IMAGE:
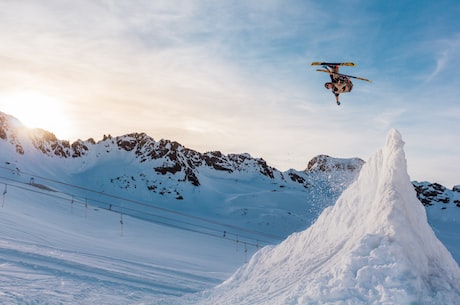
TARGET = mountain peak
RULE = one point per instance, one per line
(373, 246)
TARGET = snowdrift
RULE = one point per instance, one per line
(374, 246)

--

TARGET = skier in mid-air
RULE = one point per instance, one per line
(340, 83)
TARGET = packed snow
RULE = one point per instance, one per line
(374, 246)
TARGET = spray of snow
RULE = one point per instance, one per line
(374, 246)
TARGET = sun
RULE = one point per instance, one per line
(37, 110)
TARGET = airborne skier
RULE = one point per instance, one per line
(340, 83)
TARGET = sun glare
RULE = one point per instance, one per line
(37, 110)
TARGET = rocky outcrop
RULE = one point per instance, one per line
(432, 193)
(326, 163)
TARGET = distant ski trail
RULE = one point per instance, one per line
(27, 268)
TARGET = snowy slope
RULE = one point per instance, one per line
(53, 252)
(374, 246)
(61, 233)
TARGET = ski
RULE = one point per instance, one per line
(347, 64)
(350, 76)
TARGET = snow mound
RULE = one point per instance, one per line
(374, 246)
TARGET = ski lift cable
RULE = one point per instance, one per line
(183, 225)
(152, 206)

## Task to complete
Find each line above that contains the word "skier" and copy it out in full.

## Result for this exercise
TARGET = skier in mid-air
TARGET = airborne skier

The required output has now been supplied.